Given text >>

%%

Oktay Eksi wrote in the mass appeal Hurriyet (7/12):  “When Serbian forces entered Srebrenica and started rounding up all Bosnian men between the ages of 16 and 70, and raped, robbed, and killed women, neither the French General nor the Dutch forces intervened....  years later people gather in Srebrenica to mark the 10th anniversary of the massacre.  The most critical issue here is that the European countries, which always boast about being so civilized, remained indifferent to the massacre.  If US President Bill Clinton hadn’t forced NATO to intervene, Serbian forces easily could have carried out at least ten more massacres like Srebrenica and Europe wouldn’t have lifted a finger to stop them.  The Srebrenica disaster is a shame not only for the UN, the Dutch troops, and the French general, but rather a shame for all of Europe.”

 

"The Srebrenica Massacre And Europe’s Double Standard"

 

Ismail Kapan commented in the conservative Turkiye (7/12):  “It is sad to see that these two murderers are still in hiding while the former Serbian president and his team are being tried in the international court.  Europe has failed to pass many tests like Srebrenica because of its tendency to adopt double standards.  Europe’s long-standing tolerance of PKK terrorism, and political support for the PKK in Holland and many other European countries are clear signs of that.  Europe exhibited its double standard once again after the bombings in London.  Although the bombings in Spain have been mentioned frequently in recent days, the terrorist attacks in Istanbul never seem to be mentioned, even though the death toll in Istanbul was higher than that in London.  It is clear that a Europe that ignores massacres like Srebrenica and supports terrorist organizations operating away from its territory can never fight effectively against terrorist groups that have started taking actions within Europe.  In order to fight terrorism effectively, Europe needs to relinquish its double standard.”

%%

Stored records >>
%%

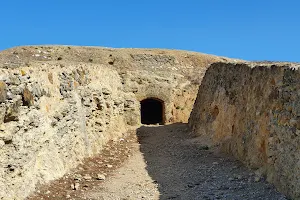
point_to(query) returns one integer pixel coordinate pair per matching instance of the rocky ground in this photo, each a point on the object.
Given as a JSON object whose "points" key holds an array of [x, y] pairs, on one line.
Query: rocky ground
{"points": [[159, 162]]}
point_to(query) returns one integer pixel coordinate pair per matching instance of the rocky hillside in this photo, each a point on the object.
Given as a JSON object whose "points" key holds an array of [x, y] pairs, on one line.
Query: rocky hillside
{"points": [[60, 104], [252, 111]]}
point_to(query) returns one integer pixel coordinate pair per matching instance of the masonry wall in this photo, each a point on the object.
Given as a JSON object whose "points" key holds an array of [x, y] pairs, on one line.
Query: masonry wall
{"points": [[253, 112], [59, 105]]}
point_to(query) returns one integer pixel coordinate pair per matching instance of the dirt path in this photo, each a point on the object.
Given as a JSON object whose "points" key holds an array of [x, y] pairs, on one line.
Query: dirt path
{"points": [[167, 163]]}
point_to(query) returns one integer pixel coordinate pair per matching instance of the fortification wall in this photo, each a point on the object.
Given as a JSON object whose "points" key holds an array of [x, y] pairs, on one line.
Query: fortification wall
{"points": [[59, 105], [253, 112]]}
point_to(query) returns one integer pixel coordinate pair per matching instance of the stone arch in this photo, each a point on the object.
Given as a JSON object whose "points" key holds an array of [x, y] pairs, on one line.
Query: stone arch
{"points": [[152, 111]]}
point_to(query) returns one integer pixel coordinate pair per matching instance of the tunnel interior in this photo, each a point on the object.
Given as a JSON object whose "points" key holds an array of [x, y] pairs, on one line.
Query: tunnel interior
{"points": [[152, 111]]}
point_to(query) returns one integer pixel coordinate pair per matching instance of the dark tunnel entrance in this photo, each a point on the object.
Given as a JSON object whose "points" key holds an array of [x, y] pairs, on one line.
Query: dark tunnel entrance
{"points": [[152, 111]]}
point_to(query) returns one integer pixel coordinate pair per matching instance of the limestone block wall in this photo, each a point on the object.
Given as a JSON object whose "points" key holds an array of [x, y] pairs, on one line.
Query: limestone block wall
{"points": [[253, 112], [52, 117], [61, 104]]}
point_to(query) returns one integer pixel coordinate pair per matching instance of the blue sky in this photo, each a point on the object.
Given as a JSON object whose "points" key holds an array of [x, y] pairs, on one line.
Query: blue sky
{"points": [[251, 30]]}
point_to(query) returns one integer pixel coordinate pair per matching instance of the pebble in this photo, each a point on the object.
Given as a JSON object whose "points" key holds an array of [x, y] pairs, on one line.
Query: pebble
{"points": [[109, 166], [100, 177], [87, 177]]}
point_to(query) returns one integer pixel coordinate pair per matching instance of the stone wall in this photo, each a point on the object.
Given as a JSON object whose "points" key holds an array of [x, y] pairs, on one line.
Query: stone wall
{"points": [[253, 112], [59, 105]]}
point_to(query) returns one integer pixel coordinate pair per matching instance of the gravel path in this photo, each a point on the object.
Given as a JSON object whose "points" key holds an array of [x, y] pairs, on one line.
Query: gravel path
{"points": [[167, 163]]}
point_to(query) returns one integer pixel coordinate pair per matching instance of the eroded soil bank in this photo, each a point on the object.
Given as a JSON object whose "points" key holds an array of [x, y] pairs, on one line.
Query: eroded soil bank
{"points": [[161, 162]]}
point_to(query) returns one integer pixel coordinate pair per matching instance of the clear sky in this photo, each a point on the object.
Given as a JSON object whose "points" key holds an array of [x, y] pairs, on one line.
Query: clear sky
{"points": [[246, 29]]}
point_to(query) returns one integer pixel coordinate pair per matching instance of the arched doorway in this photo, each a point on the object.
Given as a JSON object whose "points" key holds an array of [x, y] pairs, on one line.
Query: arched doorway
{"points": [[152, 111]]}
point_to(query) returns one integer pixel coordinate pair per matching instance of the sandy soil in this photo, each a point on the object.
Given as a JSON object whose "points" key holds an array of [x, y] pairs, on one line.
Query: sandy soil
{"points": [[160, 162]]}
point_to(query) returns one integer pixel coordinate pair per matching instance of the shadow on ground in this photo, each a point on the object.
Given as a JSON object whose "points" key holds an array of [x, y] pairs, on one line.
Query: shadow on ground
{"points": [[184, 169]]}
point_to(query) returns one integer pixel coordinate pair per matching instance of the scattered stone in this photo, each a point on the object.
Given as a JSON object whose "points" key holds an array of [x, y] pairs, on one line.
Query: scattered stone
{"points": [[100, 177], [75, 186], [87, 177]]}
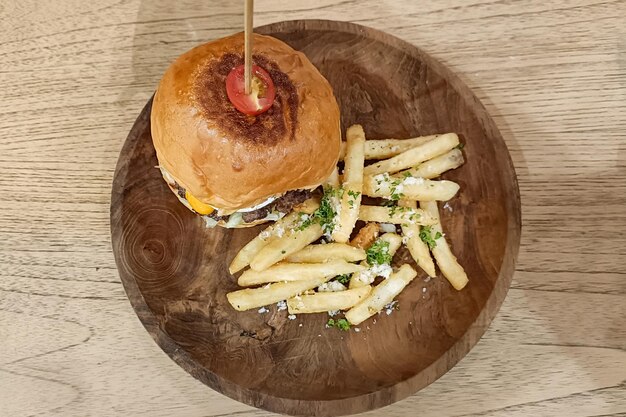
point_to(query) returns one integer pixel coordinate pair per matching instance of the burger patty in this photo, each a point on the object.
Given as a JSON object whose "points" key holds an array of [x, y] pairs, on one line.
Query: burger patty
{"points": [[283, 204]]}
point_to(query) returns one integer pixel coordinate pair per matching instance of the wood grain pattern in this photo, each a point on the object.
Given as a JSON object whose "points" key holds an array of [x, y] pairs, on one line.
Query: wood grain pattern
{"points": [[175, 270], [73, 76]]}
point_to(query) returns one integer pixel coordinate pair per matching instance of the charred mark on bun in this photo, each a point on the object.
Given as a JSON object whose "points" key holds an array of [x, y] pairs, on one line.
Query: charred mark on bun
{"points": [[266, 128]]}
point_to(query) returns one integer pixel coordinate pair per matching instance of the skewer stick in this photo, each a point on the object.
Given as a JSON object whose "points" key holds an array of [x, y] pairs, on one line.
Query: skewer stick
{"points": [[248, 46]]}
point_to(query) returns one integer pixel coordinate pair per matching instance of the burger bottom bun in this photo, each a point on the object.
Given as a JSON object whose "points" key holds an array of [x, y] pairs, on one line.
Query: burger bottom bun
{"points": [[221, 223]]}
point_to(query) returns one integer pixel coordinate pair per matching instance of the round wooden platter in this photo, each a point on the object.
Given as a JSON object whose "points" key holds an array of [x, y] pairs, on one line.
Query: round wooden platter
{"points": [[175, 270]]}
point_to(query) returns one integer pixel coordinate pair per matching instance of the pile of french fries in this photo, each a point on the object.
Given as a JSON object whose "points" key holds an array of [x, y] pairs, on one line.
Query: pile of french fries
{"points": [[339, 273]]}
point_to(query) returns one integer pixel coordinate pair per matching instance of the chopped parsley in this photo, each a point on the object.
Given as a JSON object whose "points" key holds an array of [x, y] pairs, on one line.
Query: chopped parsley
{"points": [[396, 194], [426, 236], [325, 214], [341, 324], [378, 253], [353, 195], [343, 279]]}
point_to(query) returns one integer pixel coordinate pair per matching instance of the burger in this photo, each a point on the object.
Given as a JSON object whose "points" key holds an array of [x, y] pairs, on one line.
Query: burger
{"points": [[242, 159]]}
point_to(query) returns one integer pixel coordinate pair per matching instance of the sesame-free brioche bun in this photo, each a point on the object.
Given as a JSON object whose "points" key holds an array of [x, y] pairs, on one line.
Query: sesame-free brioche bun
{"points": [[227, 159]]}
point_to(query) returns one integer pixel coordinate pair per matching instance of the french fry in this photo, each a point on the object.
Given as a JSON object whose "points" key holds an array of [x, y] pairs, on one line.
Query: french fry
{"points": [[381, 295], [326, 252], [366, 277], [410, 188], [282, 247], [431, 149], [245, 255], [449, 266], [249, 298], [333, 180], [396, 215], [348, 212], [418, 249], [327, 301], [366, 236], [437, 166], [386, 148], [297, 272]]}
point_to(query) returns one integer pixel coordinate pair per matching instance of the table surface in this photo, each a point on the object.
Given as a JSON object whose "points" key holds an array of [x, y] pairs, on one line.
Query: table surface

%%

To-do list >>
**A.** Rewrite the paragraph of the Srebrenica commentary that begins "Ismail Kapan commented" as a short bulleted list that keeps its main points.
**B.** Answer these questions from the Srebrenica commentary:
(i) In which newspaper did Oktay Eksi write, and how is it described?
(ii) According to Oktay Eksi, which US president forced NATO to intervene?
(iii) According to Ismail Kapan, the terrorist attacks in which city had a higher death toll than those in London?

Answers to each task >>
**A.**
- Writing in the conservative Turkiye (7/12), Ismail Kapan finds it sad that two murderers are still in hiding while the former Serbian president and his team are tried in the international court.
- Europe has failed many tests like Srebrenica because it tends to adopt double standards.
- Signs of this are Europe's long tolerance of PKK terrorism and the political support the PKK gets in Holland and many other European countries.
- Europe showed its double standard again after the London bombings: the Spain bombings are mentioned often, but the Istanbul attacks are not, even though Istanbul's death toll was higher than London's.
- A Europe that ignores massacres like Srebrenica and supports terrorist groups operating outside its territory cannot fight effectively against terrorist groups now acting within Europe.
- To fight terrorism effectively, Europe must give up its double standard.

**B.**
(i) Hurriyet, described as mass appeal.
(ii) Bill Clinton.
(iii) Istanbul.